→ REQUIRED TASK 1
In the issue on reusing one rootfs for the inner and outer container, why does the author want to merge the two container images into one? Answer in one to three sentences.
→ REQUIRED TASK 2
From the issue on reusing one rootfs for both containers, write out the passage from "This was the" up to and including "instead of /home/dangerzone/dangerzone-image/rootfs.".

::: QUOTED PASSAGE

Reuse the same rootfs for the inner and outer container #1048

apyrgio · 2025-01-09T18:09:16Z

When building the Dangerzone container image, we use multi-stage builds, where we create the inner container first, and then copy it to the outer container, under /home/dangerzone/dangerzone-image/rootfs:

dangerzone/Dockerfile

Line 94 in 1298e9c

COPY --from=dangerzone-image / /home/dangerzone/dangerzone-image/rootfs

This was the most clean way to use nested containers, and was implemented during #590. Now that we plan to use Debian Stable for the base image of Dangerzone (see #1046), it would be nice to merge these two container images into one, to avoid the double overhead of the Debian container image.

I have experimented with a way we can achieve this, and the following seem to work:

Remove the /home/dangerzone/dangerzone-image/ dir, and write instead the OCI config to /config.json, i.e., at the root of the container image.
Change the OCI config to use the container root (/) as the image bundle, instead of /home/dangerzone/dangerzone-image/rootfs.

These changes are reflected in the following diff:

--- a/dangerzone/gvisor_wrapper/entrypoint.py
+++ b/dangerzone/gvisor_wrapper/entrypoint.py
@@ -56,7 +56,7 @@ oci_config: dict[str, typing.Any] = {
             {"type": "RLIMIT_NOFILE", "hard": 4096, "soft": 4096},
         ],
     },
-    "root": {"path": "rootfs", "readonly": True},
+    "root": {"path": "/", "readonly": True},
     "hostname": "dangerzone",
     "mounts": [
         {
@@ -133,7 +142,7 @@ if os.environ.get("RUNSC_DEBUG"):
     json.dump(oci_config, sys.stderr, indent=2, sort_keys=True)

::::::
::: MATERIAL SHOWN

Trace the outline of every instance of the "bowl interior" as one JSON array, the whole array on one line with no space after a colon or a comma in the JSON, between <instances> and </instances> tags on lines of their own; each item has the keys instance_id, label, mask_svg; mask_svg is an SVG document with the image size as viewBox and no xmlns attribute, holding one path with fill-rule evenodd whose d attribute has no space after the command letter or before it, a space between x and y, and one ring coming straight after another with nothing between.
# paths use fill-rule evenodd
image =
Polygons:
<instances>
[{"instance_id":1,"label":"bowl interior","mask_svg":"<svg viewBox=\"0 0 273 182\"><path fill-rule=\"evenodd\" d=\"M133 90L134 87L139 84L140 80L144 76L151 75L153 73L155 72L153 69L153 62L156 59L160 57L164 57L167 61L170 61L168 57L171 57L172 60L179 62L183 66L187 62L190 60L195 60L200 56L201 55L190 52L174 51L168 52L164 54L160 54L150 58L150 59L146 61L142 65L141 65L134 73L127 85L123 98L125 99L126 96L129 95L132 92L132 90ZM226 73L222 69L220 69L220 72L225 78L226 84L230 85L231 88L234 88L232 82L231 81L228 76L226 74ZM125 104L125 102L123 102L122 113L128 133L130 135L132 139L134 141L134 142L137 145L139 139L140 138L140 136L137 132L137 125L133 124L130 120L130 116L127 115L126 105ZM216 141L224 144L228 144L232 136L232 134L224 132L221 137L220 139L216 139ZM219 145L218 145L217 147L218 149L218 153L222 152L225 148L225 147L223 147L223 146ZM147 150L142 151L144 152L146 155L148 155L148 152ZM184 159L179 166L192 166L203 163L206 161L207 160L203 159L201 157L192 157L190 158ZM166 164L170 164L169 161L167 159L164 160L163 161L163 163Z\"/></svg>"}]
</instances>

::::::

→ TASK RESPONSE 1
Dangerzone plans to use Debian Stable as the base image. Merging the inner and outer container images into one would avoid paying the overhead of the Debian container image twice.

→ TASK RESPONSE 2
This was the most clean way to use nested containers, and was implemented during #590. Now that we plan to use Debian Stable for the base image of Dangerzone (see #1046), it would be nice to merge these two container images into one, to avoid the double overhead of the Debian container image.

I have experimented with a way we can achieve this, and the following seem to work:

Remove the /home/dangerzone/dangerzone-image/ dir, and write instead the OCI config to /config.json, i.e., at the root of the container image.
Change the OCI config to use the container root (/) as the image bundle, instead of /home/dangerzone/dangerzone-image/rootfs.